TEXT SHOWN:
Content starts
The flip: this pattern is already the Agent SDK

This is where it all clicked. My pattern harness + skill + memory + agent.md wasn’t an idea of mine: it’s exactly the approach of the Claude Agent SDK (the former Claude Code SDK, renamed). The SDK is the harness. The mapping is direct:

Pattern brick	SDK reality
harness	the `query()` function (loop + tools + context)
agent.md	the `CLAUDE.md` file — instructions, tone, format, rules
skill	`SKILL.md` files in `.claude/skills/`, loaded on demand
memory	persisted memory by tier (`user` / `project` / `local`)

You no longer assemble the five layers: you mostly write markdown (a CLAUDE.md, a few skills) plus a small piece of code that launches the SDK.

A nuance I nearly missed: the SDK does not load your CLAUDE.md by default — it starts from a minimal prompt. You enable it explicitly with settingSources: ['project']. Without that, your “contract” with the agent (the subject of my CLAUDE.md article) is simply ignored.

A concrete example (the snippets that matter)
Content ends
ABOUT THIS TASK:
Summarize the text on the Agent SDK in two sentences. The data that follows comes from a separate source and has no connection to the text.

[Records from a collection]
Content starts
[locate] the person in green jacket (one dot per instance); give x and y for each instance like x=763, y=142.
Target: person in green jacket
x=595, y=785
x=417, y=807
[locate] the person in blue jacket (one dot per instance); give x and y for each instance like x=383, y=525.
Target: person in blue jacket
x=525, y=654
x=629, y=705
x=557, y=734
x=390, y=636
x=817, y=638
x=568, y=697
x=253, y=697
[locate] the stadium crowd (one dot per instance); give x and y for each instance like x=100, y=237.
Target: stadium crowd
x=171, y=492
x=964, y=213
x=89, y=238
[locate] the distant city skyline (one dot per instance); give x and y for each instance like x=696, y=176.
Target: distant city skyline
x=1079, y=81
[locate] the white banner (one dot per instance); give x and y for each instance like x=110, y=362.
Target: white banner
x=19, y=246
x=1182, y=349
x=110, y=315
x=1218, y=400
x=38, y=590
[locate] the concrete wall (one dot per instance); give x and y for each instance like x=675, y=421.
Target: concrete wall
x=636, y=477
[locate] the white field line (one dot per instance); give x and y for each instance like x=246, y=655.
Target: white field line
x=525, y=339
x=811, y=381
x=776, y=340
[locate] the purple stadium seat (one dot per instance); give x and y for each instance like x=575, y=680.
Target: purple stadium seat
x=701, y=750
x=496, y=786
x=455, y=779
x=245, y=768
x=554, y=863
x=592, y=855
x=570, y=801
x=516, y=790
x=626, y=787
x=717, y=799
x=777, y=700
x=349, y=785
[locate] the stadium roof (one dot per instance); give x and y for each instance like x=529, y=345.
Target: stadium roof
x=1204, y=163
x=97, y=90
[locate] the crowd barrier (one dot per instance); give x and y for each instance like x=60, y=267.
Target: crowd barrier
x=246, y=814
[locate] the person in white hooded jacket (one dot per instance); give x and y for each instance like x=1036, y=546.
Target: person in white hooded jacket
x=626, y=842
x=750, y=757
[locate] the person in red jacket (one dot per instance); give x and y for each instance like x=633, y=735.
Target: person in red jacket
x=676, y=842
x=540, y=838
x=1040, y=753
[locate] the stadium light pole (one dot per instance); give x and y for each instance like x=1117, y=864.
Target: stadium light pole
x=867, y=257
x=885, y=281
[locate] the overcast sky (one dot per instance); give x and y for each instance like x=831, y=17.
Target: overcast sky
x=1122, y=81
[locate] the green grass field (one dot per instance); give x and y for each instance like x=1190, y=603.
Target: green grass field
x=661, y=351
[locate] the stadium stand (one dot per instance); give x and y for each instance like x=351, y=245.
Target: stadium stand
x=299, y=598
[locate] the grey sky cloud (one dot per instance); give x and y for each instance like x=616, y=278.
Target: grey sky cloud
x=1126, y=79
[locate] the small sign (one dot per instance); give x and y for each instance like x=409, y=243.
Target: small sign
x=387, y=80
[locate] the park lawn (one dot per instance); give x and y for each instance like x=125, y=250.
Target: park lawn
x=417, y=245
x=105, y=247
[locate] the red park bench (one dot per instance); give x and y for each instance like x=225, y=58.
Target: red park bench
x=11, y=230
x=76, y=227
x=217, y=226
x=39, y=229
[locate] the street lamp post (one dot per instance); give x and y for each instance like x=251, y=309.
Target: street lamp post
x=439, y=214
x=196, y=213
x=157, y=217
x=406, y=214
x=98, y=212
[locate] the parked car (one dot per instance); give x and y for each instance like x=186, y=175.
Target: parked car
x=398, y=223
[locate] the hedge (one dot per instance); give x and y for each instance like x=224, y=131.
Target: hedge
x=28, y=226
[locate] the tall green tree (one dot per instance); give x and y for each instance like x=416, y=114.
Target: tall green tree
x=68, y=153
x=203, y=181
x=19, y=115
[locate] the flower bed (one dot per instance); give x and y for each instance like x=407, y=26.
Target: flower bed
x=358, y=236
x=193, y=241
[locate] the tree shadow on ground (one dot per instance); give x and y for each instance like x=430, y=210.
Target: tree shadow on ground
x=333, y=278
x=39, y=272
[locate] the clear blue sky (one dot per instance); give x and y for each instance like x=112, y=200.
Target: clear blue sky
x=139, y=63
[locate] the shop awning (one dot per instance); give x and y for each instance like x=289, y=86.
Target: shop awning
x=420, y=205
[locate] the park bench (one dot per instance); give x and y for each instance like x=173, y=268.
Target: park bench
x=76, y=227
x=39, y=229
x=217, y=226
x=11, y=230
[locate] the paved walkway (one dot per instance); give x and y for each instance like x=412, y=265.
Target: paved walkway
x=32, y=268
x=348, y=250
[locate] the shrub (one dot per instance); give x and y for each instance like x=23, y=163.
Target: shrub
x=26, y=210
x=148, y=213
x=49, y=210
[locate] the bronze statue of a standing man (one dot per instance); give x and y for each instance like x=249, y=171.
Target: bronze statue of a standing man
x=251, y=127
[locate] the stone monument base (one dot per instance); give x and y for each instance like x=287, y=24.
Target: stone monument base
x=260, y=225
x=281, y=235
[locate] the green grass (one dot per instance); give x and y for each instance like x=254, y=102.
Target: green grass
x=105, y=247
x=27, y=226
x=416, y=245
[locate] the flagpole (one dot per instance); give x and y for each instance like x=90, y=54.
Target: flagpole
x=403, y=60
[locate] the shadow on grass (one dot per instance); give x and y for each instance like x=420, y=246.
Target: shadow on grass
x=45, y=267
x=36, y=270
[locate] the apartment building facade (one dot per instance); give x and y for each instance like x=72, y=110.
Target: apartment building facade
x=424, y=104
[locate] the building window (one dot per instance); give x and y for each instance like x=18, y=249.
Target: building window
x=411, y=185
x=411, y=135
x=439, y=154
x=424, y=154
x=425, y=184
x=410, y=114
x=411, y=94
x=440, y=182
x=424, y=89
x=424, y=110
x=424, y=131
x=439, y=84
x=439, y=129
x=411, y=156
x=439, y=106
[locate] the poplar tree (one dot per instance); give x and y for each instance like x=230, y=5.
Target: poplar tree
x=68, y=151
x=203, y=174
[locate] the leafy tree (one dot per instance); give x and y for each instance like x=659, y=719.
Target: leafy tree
Content ends
RESULT OF THIS EXERCISE:
The writer found that the harness + skill + memory + agent.md pattern is the Claude Agent SDK's own approach: the `query()` function is the harness, `CLAUDE.md` plays agent.md, `SKILL.md` files in `.claude/skills/` are the skills, and memory is persisted by tier. The SDK does not load CLAUDE.md by default, so it must be enabled with settingSources: ['project'] or the agent ignores it.